## What the task asks
Copy out each entry precisely; no image belongs in the result.

----

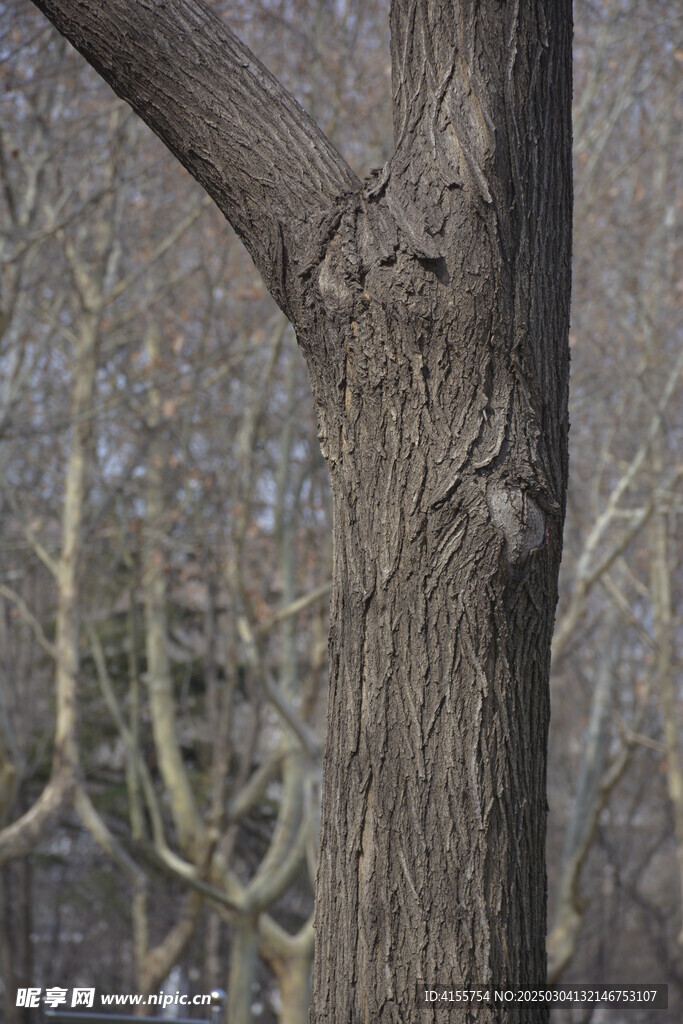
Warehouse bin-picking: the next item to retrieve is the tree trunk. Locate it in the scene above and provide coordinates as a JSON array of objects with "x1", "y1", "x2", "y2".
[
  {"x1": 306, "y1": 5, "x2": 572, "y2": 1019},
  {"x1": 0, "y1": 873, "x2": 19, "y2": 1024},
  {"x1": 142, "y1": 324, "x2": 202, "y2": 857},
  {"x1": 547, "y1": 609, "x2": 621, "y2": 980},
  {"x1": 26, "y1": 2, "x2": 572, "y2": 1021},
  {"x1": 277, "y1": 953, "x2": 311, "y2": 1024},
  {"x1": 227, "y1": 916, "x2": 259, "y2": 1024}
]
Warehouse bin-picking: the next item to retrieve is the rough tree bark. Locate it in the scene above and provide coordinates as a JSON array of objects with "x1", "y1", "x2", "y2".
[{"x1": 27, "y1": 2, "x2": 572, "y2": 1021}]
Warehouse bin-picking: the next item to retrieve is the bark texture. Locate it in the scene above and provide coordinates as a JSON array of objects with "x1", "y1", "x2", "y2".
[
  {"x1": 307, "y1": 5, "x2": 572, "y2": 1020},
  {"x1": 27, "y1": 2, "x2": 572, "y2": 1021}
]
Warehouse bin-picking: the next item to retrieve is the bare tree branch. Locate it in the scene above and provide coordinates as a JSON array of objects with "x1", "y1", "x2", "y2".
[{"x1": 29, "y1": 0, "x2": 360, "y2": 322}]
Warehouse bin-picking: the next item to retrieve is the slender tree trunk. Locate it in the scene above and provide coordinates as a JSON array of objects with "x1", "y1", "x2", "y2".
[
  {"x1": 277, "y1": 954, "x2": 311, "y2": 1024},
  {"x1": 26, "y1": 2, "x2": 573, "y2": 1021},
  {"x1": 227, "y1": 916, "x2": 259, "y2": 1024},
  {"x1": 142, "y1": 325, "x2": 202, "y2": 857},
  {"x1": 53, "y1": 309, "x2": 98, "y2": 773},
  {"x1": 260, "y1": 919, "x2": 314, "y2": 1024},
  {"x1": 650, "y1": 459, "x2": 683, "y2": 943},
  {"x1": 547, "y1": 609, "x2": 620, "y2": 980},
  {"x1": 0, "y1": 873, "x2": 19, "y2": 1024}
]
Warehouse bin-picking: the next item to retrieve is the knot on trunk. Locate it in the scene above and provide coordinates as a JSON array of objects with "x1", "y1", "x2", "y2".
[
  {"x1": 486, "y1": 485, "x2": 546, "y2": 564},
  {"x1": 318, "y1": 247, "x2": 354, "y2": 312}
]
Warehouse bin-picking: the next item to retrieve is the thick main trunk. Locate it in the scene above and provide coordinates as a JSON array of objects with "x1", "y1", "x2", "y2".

----

## Expected answer
Warehouse bin-picking: the next item to retrieve is the tree trunk. Locate it in the scene above and provide coordinates as a JSON array of objects with "x1", "y1", "x2", "y2".
[
  {"x1": 306, "y1": 5, "x2": 572, "y2": 1019},
  {"x1": 0, "y1": 873, "x2": 19, "y2": 1024},
  {"x1": 142, "y1": 324, "x2": 202, "y2": 857},
  {"x1": 547, "y1": 609, "x2": 621, "y2": 980},
  {"x1": 26, "y1": 2, "x2": 572, "y2": 1021},
  {"x1": 277, "y1": 953, "x2": 311, "y2": 1024},
  {"x1": 227, "y1": 916, "x2": 259, "y2": 1024}
]
Warehouse bin-picking: the next item to retrieve is the rough tree bark. Locate it in the scene above and provide coordinates as a JSON array of objects with "x1", "y1", "x2", "y2".
[{"x1": 27, "y1": 2, "x2": 572, "y2": 1021}]
Warehouse bin-picking: the next item to retrieve is the bark texture. Locate it in the scene above and provide coordinates as a JSON array of objects with "x1", "y1", "x2", "y2".
[
  {"x1": 307, "y1": 5, "x2": 572, "y2": 1020},
  {"x1": 27, "y1": 2, "x2": 572, "y2": 1021}
]
Warehouse bin-picking: the next item to retrieve is the bare tree branch. Locate it in the scene above and provide coordinates as a JSON array of objects with "x1", "y1", "x2", "y2".
[{"x1": 29, "y1": 0, "x2": 360, "y2": 322}]
Warehouse bin-picking: the next item to retrieve is the slender tree trunk. Locate it in the scene above and provide coordinates as a JSON array of objects with "x1", "y1", "x2", "y2".
[
  {"x1": 277, "y1": 954, "x2": 311, "y2": 1024},
  {"x1": 26, "y1": 2, "x2": 573, "y2": 1021},
  {"x1": 227, "y1": 916, "x2": 259, "y2": 1024},
  {"x1": 142, "y1": 325, "x2": 202, "y2": 857},
  {"x1": 53, "y1": 309, "x2": 98, "y2": 773},
  {"x1": 260, "y1": 919, "x2": 314, "y2": 1024},
  {"x1": 650, "y1": 459, "x2": 683, "y2": 943},
  {"x1": 547, "y1": 609, "x2": 620, "y2": 980},
  {"x1": 0, "y1": 873, "x2": 19, "y2": 1024}
]
Warehouse bin-picking: the next item to retrieve is the knot on trunk. Locate it in the scene above and provide coordinates as a JSON array of objects with "x1", "y1", "x2", "y2".
[
  {"x1": 486, "y1": 485, "x2": 546, "y2": 564},
  {"x1": 318, "y1": 247, "x2": 354, "y2": 312}
]
Warehouse bin-picking: the next item to retrieve is the thick main trunk. Locate it in the scene above and provide coordinates as a JSON array of objects with "x1", "y1", "x2", "y2".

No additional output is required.